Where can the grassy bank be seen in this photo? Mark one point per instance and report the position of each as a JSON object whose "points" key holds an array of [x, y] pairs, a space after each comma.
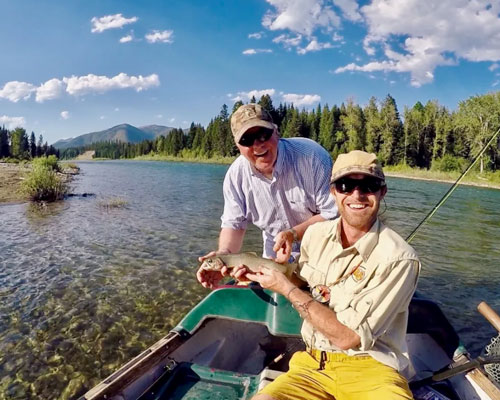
{"points": [[42, 179], [204, 160]]}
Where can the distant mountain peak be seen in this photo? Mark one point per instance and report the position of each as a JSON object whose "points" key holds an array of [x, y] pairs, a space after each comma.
{"points": [[122, 133]]}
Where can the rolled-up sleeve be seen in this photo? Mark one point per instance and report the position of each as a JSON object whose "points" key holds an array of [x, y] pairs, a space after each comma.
{"points": [[234, 215], [372, 314]]}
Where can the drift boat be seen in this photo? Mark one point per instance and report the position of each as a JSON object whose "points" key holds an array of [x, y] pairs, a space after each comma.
{"points": [[237, 340]]}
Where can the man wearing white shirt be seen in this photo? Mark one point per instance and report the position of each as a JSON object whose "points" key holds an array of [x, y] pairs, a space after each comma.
{"points": [[279, 185]]}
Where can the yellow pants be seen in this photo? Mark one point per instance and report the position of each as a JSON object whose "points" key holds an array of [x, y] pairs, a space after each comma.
{"points": [[343, 378]]}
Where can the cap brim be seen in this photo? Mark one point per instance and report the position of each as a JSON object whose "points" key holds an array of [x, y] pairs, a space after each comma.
{"points": [[252, 124], [356, 170]]}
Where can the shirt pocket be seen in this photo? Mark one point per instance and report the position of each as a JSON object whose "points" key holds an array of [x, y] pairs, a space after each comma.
{"points": [[300, 203], [312, 275]]}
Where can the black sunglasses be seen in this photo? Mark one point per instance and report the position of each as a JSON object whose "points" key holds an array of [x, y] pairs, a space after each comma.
{"points": [[262, 135], [365, 185]]}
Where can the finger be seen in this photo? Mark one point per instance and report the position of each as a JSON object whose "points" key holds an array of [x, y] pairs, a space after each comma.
{"points": [[211, 254], [254, 277]]}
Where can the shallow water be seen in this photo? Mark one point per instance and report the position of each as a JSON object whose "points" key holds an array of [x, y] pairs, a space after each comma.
{"points": [[85, 286]]}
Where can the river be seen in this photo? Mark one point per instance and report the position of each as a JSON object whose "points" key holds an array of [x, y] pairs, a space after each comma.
{"points": [[88, 283]]}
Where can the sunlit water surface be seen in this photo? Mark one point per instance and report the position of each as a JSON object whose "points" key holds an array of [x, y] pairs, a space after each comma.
{"points": [[85, 286]]}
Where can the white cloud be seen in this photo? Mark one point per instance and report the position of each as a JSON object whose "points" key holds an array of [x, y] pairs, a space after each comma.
{"points": [[110, 22], [427, 34], [160, 36], [256, 35], [349, 9], [253, 93], [288, 41], [126, 39], [52, 89], [81, 85], [301, 99], [314, 45], [256, 51], [12, 122], [300, 16], [15, 91]]}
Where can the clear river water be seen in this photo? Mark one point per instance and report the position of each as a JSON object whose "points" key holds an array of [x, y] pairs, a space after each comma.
{"points": [[85, 286]]}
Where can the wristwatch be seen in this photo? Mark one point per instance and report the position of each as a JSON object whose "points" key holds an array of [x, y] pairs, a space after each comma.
{"points": [[294, 233]]}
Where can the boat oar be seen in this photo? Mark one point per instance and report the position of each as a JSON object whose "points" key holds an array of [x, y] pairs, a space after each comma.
{"points": [[446, 373]]}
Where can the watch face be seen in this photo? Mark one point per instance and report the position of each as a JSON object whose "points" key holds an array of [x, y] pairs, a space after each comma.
{"points": [[321, 293]]}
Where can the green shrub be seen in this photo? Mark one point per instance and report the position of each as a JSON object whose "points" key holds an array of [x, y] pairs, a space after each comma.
{"points": [[43, 183], [449, 163], [49, 162]]}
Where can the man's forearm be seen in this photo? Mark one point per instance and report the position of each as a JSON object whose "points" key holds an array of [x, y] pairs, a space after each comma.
{"points": [[230, 240], [323, 319]]}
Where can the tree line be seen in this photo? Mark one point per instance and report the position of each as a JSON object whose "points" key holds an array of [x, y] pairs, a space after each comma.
{"points": [[425, 136], [16, 144]]}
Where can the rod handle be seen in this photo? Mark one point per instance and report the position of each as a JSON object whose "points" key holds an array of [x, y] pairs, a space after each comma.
{"points": [[490, 314]]}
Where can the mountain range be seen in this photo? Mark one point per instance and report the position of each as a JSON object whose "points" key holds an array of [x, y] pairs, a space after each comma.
{"points": [[119, 133]]}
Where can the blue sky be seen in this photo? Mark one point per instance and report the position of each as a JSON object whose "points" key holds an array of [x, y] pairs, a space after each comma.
{"points": [[73, 67]]}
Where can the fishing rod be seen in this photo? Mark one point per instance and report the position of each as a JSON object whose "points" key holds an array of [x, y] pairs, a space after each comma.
{"points": [[451, 189]]}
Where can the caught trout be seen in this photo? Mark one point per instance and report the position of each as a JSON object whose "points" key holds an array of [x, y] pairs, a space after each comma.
{"points": [[251, 260]]}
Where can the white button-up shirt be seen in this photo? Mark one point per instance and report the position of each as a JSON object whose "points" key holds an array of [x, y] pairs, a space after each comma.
{"points": [[298, 190]]}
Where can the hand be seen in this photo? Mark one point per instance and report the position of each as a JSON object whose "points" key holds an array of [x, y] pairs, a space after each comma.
{"points": [[239, 273], [211, 279], [283, 246], [271, 279]]}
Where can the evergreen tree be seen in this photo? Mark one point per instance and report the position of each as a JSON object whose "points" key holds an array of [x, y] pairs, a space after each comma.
{"points": [[19, 147], [354, 125], [4, 143], [373, 126], [32, 145], [479, 118], [326, 129], [414, 125], [391, 151], [39, 146]]}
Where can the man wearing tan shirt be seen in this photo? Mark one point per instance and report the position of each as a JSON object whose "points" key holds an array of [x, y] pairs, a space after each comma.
{"points": [[362, 276]]}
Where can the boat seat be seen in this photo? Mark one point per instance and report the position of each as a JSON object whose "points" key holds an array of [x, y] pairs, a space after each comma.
{"points": [[425, 316]]}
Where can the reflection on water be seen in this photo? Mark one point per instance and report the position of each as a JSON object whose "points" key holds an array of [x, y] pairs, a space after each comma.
{"points": [[83, 288]]}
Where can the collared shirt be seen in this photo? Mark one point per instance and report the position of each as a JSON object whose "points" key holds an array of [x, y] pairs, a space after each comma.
{"points": [[298, 190], [371, 299]]}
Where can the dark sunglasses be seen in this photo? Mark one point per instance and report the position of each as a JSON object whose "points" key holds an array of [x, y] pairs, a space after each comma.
{"points": [[365, 185], [262, 135]]}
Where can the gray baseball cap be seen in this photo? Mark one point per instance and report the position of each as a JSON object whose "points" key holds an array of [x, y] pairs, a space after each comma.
{"points": [[249, 116]]}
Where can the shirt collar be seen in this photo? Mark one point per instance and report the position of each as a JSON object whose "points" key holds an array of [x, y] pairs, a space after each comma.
{"points": [[365, 244]]}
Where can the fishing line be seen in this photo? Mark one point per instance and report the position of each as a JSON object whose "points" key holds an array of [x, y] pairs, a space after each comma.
{"points": [[451, 189]]}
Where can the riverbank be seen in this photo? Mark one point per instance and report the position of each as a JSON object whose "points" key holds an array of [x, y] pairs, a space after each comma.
{"points": [[473, 178], [12, 176]]}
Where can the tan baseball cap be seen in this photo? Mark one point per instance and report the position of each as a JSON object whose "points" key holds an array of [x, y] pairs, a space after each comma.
{"points": [[249, 116], [357, 162]]}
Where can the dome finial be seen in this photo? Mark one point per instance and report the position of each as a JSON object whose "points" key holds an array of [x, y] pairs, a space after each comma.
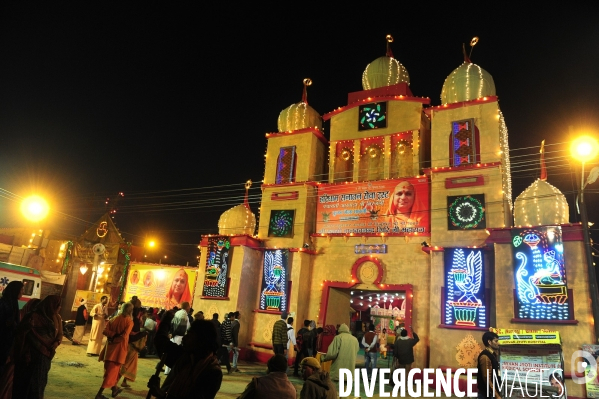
{"points": [[543, 167], [307, 82], [389, 41], [248, 184]]}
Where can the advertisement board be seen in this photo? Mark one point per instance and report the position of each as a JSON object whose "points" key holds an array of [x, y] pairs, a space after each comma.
{"points": [[159, 285], [393, 207]]}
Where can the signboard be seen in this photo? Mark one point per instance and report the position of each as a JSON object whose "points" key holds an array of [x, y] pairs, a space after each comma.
{"points": [[524, 337], [593, 384], [540, 274], [160, 286], [464, 288], [91, 299], [393, 207]]}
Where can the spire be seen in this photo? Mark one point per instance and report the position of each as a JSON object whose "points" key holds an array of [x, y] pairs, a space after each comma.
{"points": [[543, 168], [248, 184], [307, 82], [389, 41]]}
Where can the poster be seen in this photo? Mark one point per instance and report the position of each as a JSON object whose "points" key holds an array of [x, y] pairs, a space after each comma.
{"points": [[274, 296], [393, 207], [593, 385], [92, 298], [464, 288], [160, 286], [217, 267], [540, 274]]}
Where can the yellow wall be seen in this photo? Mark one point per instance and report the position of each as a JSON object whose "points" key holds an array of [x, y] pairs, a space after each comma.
{"points": [[305, 215], [310, 153], [486, 119], [494, 207], [401, 117]]}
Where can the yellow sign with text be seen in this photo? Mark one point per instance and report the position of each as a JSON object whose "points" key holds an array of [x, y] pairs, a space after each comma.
{"points": [[160, 286]]}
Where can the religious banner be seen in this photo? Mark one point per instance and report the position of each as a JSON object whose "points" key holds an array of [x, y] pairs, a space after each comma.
{"points": [[393, 207], [217, 267], [160, 286], [540, 274], [275, 279], [464, 288]]}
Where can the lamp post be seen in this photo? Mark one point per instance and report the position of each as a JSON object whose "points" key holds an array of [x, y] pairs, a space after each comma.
{"points": [[585, 149]]}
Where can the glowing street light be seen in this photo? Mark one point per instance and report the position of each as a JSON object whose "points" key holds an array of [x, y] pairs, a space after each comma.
{"points": [[34, 208]]}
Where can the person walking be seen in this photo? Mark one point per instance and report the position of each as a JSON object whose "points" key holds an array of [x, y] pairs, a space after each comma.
{"points": [[488, 368], [318, 384], [370, 344], [226, 342], [342, 351], [99, 316], [9, 318], [38, 336], [80, 322], [279, 336], [275, 384], [115, 350], [235, 339], [403, 349]]}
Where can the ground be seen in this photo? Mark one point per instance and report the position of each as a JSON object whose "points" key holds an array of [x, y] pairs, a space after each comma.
{"points": [[74, 375]]}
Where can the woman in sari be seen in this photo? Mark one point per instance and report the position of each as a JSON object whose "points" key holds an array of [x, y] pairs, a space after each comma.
{"points": [[38, 336], [115, 351]]}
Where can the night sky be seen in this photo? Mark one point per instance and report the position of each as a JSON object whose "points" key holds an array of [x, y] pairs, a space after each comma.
{"points": [[170, 105]]}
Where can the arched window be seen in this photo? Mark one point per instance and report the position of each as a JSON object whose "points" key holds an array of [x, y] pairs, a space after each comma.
{"points": [[464, 145]]}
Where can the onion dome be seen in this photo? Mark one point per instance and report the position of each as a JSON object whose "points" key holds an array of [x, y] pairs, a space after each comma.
{"points": [[384, 71], [238, 220], [300, 115], [467, 82], [541, 203]]}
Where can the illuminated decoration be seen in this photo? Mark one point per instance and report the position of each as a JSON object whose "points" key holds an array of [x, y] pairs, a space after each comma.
{"points": [[274, 281], [102, 230], [217, 267], [281, 223], [464, 288], [372, 116], [286, 165], [370, 249], [541, 287], [463, 143], [466, 212]]}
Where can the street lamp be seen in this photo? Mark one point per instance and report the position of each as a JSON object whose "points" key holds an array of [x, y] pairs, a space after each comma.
{"points": [[584, 149]]}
---+---
» TASK GOAL
Rewrite the lines from the one containing "Where can the onion" through the last line above, both included, keeping the requests and multiplying every x and y coordinate in the answers by 0.95, rounded to whole numbers with halves rounded up.

» RESULT FOR THIS TASK
Where can the onion dome be seen in this photo? Mark one point per instance and report the position of each as a JSON object whose "points" key holds an array of [x, y] pairs, a space after each comma.
{"points": [[365, 67], [226, 209], [285, 109], [444, 78], [514, 193]]}
Where can the illuminated decoration be seen in this photo? Mark one point per instance and report the position of each as a JSON object whose "points" key holds an array of [x, y] pairs, a space after each comma.
{"points": [[260, 267], [97, 219], [206, 254], [267, 212], [441, 274], [353, 110], [272, 157], [352, 237], [514, 273], [440, 136], [443, 201]]}
Where can the street lamp be seen in this photo? Mark one point per instance and report the position of each as a JSON object whose "points" key holds an array of [x, y] pairs, a space after each comma.
{"points": [[555, 142]]}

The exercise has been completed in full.